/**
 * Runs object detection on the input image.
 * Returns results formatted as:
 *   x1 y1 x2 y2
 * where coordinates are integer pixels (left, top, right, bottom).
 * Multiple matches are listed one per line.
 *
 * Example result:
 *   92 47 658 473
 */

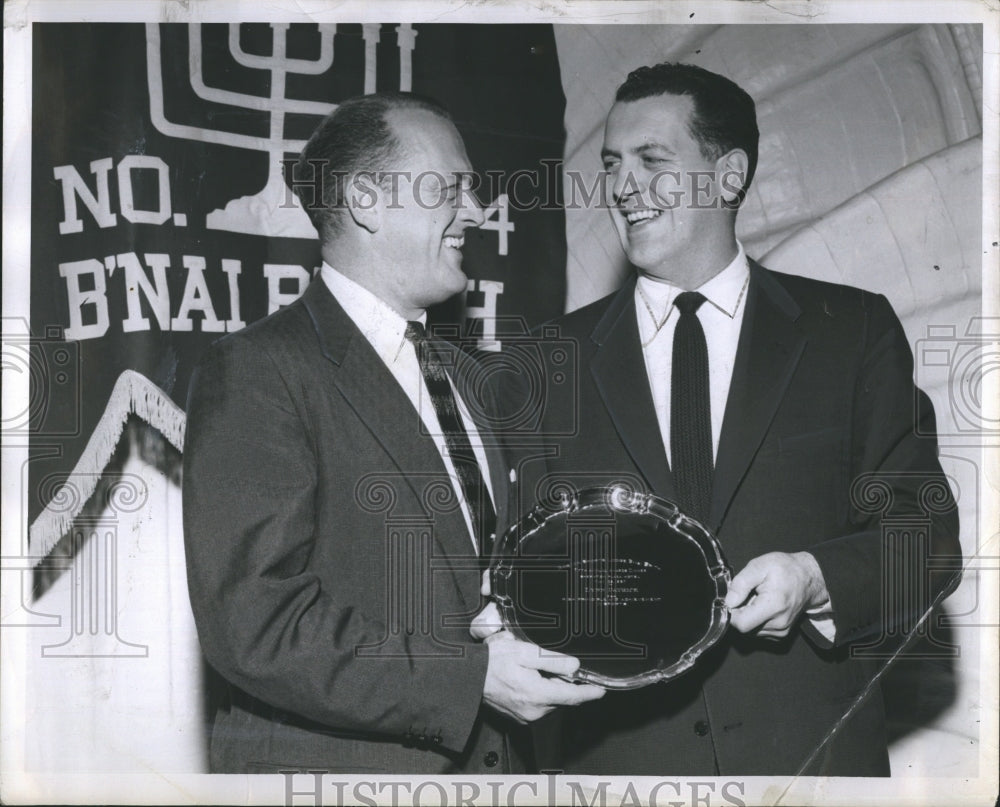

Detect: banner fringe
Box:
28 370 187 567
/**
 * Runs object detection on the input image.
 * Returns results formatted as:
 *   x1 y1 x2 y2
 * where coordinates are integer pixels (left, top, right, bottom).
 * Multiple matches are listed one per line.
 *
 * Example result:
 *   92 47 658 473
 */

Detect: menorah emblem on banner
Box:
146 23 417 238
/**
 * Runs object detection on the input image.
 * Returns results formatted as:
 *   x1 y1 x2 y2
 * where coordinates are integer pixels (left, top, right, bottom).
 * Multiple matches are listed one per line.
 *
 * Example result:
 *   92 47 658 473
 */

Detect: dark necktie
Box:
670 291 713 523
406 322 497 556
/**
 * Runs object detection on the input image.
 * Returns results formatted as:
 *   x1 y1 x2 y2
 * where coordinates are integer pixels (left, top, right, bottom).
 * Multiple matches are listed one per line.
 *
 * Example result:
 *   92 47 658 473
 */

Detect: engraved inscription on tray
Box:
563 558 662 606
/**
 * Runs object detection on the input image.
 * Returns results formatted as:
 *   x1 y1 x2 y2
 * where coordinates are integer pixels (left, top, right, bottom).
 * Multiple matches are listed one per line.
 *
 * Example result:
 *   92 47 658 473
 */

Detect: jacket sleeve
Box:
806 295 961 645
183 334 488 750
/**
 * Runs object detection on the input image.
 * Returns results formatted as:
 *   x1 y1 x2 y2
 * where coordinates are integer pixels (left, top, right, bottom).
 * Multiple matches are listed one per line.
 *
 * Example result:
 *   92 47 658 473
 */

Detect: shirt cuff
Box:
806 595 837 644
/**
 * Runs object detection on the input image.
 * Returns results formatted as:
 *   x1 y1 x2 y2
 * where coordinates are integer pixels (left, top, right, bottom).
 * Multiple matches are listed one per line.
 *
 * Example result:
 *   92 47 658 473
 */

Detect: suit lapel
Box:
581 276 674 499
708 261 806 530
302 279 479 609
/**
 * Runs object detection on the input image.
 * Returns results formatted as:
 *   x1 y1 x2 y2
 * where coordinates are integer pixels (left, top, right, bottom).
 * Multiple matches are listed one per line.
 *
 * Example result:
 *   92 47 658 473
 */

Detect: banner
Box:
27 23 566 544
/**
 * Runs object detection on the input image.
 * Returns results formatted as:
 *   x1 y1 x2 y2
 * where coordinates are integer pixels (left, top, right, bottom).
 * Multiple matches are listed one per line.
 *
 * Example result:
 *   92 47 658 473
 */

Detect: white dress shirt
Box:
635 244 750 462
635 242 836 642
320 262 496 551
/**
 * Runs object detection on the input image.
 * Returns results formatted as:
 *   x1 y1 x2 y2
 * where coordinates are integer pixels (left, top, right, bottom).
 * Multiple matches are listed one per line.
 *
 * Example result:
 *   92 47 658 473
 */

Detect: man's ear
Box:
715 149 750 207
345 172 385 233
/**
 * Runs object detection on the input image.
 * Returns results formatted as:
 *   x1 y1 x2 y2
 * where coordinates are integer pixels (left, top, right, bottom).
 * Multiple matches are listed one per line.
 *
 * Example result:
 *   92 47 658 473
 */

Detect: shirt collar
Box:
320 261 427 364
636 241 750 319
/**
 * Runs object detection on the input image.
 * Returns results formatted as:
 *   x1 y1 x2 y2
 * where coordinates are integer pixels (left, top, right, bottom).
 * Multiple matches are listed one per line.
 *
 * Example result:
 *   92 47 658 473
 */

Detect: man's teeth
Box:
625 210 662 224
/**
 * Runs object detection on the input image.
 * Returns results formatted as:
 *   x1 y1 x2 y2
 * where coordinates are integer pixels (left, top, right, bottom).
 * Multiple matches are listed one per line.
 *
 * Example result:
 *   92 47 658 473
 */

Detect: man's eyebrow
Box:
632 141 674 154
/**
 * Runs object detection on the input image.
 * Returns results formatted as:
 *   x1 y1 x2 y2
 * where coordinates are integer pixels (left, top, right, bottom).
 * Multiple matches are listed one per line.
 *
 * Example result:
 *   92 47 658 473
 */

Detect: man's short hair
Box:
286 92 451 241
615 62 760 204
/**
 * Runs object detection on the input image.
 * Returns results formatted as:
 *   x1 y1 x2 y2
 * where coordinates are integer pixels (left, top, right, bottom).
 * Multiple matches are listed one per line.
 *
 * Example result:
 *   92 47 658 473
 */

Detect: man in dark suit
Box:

## Stated goal
Switch "fringe" to "tassel" in everything from the start of the rows down to the line holding "28 370 187 567", changing nothing else. Leave the pictures out of your version.

## Written answer
/**
 * Runs object detection on the input image.
 * Returns results formatted as:
 *   x1 y1 x2 y2
 * where coordinates are integer pixels (left, top, right, bottom).
 * Multiple matches are listed one per line.
 *
 * Example result:
 *   92 47 658 473
 */


Detect: banner tassel
Box:
28 370 187 567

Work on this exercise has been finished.